What you should do >>
Copy the data below word for word, everything from the line containing "Task: a point for each instance of the blue tarp, written" down to the line containing "pixel 774 648", with both of those lines included.

Records to use >>
--------------------------------

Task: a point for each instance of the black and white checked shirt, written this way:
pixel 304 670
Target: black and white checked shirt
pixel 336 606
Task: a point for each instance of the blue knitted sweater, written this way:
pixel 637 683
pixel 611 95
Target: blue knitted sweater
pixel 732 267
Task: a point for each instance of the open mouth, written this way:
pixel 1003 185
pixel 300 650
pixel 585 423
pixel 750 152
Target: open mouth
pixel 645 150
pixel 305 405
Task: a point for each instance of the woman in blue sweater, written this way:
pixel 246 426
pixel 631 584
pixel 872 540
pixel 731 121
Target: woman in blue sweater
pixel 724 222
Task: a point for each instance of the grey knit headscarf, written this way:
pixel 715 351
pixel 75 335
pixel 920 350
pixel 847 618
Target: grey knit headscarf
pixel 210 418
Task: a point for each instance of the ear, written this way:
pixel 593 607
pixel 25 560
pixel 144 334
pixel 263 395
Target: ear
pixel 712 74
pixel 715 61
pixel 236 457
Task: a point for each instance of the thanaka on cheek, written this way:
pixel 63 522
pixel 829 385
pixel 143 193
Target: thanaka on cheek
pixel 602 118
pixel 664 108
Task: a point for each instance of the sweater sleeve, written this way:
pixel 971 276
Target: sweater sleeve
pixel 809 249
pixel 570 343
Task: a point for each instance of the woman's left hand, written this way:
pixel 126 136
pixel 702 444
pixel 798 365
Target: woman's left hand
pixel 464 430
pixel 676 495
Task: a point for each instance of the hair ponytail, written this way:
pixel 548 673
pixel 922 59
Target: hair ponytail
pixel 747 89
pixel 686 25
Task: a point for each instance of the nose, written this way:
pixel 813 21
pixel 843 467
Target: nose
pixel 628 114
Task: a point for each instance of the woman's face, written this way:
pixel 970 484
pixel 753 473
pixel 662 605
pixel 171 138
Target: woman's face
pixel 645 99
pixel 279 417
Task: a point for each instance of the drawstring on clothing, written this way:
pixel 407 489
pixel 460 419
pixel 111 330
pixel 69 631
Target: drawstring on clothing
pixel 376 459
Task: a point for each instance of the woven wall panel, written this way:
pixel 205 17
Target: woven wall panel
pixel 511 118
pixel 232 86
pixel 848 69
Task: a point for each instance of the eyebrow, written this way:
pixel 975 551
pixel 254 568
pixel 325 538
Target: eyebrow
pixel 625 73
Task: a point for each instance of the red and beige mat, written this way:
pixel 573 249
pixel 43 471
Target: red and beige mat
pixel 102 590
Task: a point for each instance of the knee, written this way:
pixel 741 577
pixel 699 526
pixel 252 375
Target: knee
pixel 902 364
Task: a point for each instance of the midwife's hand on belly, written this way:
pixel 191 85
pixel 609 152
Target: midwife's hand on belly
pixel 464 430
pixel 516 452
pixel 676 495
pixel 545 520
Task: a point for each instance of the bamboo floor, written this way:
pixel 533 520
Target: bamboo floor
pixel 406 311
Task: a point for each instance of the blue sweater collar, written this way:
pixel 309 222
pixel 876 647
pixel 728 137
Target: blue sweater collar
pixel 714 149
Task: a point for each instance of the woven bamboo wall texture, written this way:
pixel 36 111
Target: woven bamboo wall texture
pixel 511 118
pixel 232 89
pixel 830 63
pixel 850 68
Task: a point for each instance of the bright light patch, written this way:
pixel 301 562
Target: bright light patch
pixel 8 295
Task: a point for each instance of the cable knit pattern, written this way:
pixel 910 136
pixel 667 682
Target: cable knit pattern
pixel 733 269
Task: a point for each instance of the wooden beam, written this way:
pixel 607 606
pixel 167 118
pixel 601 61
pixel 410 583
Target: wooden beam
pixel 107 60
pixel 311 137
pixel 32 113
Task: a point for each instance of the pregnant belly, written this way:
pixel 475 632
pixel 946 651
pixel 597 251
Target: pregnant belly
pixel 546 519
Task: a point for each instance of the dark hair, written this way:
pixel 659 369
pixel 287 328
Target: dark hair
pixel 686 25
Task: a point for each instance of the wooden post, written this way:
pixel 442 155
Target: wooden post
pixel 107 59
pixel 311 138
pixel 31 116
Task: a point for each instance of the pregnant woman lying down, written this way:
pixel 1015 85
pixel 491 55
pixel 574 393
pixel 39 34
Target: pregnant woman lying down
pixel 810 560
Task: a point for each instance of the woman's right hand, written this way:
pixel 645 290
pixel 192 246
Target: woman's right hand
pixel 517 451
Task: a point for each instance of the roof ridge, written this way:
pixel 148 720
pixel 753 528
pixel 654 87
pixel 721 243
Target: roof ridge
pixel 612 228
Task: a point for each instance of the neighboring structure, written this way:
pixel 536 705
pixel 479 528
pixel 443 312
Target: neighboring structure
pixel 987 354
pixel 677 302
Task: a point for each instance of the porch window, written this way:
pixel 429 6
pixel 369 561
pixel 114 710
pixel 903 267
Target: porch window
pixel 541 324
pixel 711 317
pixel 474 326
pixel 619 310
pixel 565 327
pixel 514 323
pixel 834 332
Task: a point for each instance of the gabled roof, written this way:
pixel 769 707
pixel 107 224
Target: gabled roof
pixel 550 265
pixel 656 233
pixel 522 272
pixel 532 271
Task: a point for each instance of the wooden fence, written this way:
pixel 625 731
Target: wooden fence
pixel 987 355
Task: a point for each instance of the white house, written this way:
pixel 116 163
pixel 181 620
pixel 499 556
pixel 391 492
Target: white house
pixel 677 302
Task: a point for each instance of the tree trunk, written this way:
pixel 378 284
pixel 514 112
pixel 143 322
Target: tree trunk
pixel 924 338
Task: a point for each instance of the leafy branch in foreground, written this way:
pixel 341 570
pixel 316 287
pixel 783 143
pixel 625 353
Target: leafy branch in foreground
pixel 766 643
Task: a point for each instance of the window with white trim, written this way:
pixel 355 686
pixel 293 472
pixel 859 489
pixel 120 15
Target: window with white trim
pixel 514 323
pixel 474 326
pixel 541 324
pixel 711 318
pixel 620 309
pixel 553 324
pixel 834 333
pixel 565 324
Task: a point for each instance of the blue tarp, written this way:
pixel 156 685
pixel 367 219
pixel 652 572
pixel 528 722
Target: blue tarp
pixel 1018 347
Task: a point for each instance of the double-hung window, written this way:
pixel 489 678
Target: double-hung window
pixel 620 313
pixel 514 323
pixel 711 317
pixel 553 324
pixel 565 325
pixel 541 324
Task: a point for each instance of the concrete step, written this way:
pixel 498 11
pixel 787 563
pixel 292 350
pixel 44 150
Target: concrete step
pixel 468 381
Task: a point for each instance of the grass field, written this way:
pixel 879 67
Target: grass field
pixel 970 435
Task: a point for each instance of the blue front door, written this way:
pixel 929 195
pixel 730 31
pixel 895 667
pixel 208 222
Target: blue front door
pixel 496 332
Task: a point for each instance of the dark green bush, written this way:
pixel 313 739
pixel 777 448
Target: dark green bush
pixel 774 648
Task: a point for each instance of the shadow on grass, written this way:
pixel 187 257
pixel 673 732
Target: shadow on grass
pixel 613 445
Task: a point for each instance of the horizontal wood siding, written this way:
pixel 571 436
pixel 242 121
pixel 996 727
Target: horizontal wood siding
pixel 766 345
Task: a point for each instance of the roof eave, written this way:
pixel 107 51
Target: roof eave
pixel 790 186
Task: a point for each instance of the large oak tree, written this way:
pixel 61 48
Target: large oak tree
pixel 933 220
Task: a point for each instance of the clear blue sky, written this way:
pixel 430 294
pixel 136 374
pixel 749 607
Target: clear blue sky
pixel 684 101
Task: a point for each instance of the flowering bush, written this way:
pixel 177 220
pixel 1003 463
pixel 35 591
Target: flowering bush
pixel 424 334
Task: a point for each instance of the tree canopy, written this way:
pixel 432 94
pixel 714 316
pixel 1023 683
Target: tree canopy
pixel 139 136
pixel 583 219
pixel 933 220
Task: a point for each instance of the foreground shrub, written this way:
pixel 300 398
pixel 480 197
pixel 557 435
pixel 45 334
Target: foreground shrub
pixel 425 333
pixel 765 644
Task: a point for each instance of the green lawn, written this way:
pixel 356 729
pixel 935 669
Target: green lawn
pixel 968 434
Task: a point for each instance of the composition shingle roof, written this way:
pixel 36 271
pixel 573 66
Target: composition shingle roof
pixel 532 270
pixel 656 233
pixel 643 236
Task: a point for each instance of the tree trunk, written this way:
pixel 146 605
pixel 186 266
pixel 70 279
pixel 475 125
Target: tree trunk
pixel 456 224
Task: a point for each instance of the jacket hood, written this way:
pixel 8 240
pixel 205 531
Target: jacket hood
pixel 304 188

--------------------------------

The output >>
Task: a point for each instance of the blue tarp, written this way:
pixel 156 685
pixel 367 219
pixel 652 572
pixel 528 722
Target: blue tarp
pixel 1018 347
Task: a point for each instance of the double-hung window, written this way:
pixel 489 678
Target: double-hung window
pixel 620 313
pixel 514 323
pixel 711 317
pixel 553 324
pixel 565 325
pixel 541 324
Task: a point for each instance of the concrete step, written this way:
pixel 498 11
pixel 787 563
pixel 292 350
pixel 44 150
Target: concrete step
pixel 468 381
Task: a point for each instance of the grass field, written this way:
pixel 879 67
Target: grass field
pixel 970 435
Task: a point for each instance of the blue front door, written this way:
pixel 929 195
pixel 730 31
pixel 895 667
pixel 208 222
Target: blue front door
pixel 496 332
Task: a point for each instance of the dark green bush, written this way:
pixel 313 739
pixel 777 448
Target: dark green bush
pixel 774 648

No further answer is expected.